- ABOUT THIS TASK -
Copy out the entire passage below on God's role in the curse on creation, word for word.

** EXCERPTED TEXT follows **

Now, this raises two interesting questions.

First, both in Genesis 3 and in Romans 8 it is God, not Satan, who cursed the earth and subjected creation to frustration. Does this not make God responsible for the sorry state of the present creation and thus undermine the S.I.N. hypothesis as ahelp in explaining natural evil? I don’t see that it does.

Throughout the Old Testament God brought judgment on Israel for its disobedience by simply allowing hostile neighboring nations to do what they wanted to do. For example, in Isaiah 10 God refers to Assyria as his disciplining rod as he leads the Assyrians to raid Israel. Yet, he then turns around and punishes the Assyrians for being the kind of nation who would do such things and for going beyond what Yahweh had intended (Isa 10: 5-7).

So too, I suggest we envision God as cursing creation by allowing Satan to do what he wants to do – namely, curse creation. Had Adam and Eve remained obedient to God, this hostile cosmic power would have been kept at bay. But once the primordial couple allowed themselves to be co-opted by God’s archenemy, they opened the floodgates for Satan and his minions to enter into the realm that humans were supposed to have dominion over. The war that had already been going on “in the heavenlies” was now invited down to earth.

This doesn’t make God responsible for the corruption of nature. The fault lies on Adam and Eve and on Satan and other cosmic powers for freely choosing to go against the will and designs of the Creator. God simply set up the laws that stipulate that disobedience has disastrous consequences.

** End of EXCERPTED TEXT **
** RECORD EXCERPTS follows **

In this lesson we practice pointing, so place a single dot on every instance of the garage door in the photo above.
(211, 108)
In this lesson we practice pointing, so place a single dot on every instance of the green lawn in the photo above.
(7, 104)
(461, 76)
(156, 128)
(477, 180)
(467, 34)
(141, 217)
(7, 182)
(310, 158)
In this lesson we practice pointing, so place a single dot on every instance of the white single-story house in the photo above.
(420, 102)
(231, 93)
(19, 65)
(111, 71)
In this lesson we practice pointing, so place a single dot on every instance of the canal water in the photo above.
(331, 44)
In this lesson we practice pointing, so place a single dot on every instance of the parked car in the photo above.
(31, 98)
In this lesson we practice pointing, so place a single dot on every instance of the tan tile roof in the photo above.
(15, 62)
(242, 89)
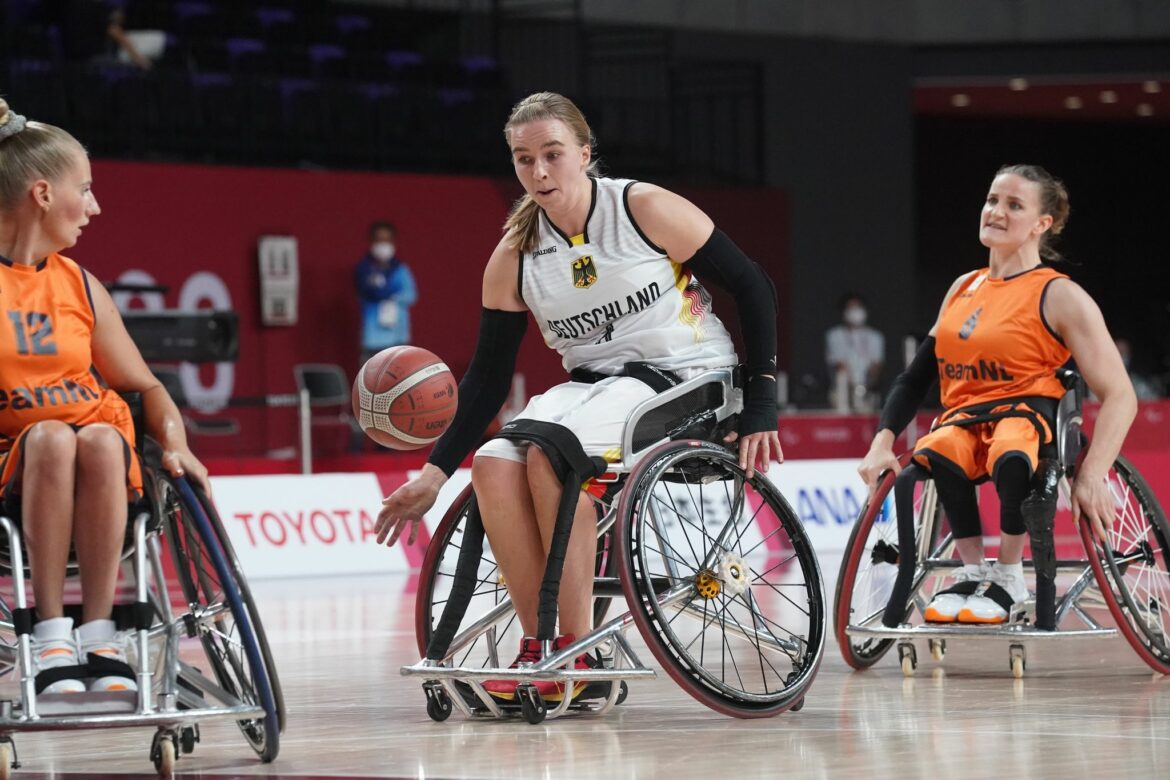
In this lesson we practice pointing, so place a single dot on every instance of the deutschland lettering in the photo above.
(25, 398)
(585, 323)
(982, 371)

** End of RECORD EXCERPTS **

- EXERCISE RESPONSE -
Now, this raises two interesting questions.

First, both in Genesis 3 and in Romans 8 it is God, not Satan, who cursed the earth and subjected creation to frustration. Does this not make God responsible for the sorry state of the present creation and thus undermine the S.I.N. hypothesis as ahelp in explaining natural evil? I don’t see that it does.

Throughout the Old Testament God brought judgment on Israel for its disobedience by simply allowing hostile neighboring nations to do what they wanted to do. For example, in Isaiah 10 God refers to Assyria as his disciplining rod as he leads the Assyrians to raid Israel. Yet, he then turns around and punishes the Assyrians for being the kind of nation who would do such things and for going beyond what Yahweh had intended (Isa 10: 5-7).

So too, I suggest we envision God as cursing creation by allowing Satan to do what he wants to do – namely, curse creation. Had Adam and Eve remained obedient to God, this hostile cosmic power would have been kept at bay. But once the primordial couple allowed themselves to be co-opted by God’s archenemy, they opened the floodgates for Satan and his minions to enter into the realm that humans were supposed to have dominion over. The war that had already been going on “in the heavenlies” was now invited down to earth.

This doesn’t make God responsible for the corruption of nature. The fault lies on Adam and Eve and on Satan and other cosmic powers for freely choosing to go against the will and designs of the Creator. God simply set up the laws that stipulate that disobedience has disastrous consequences.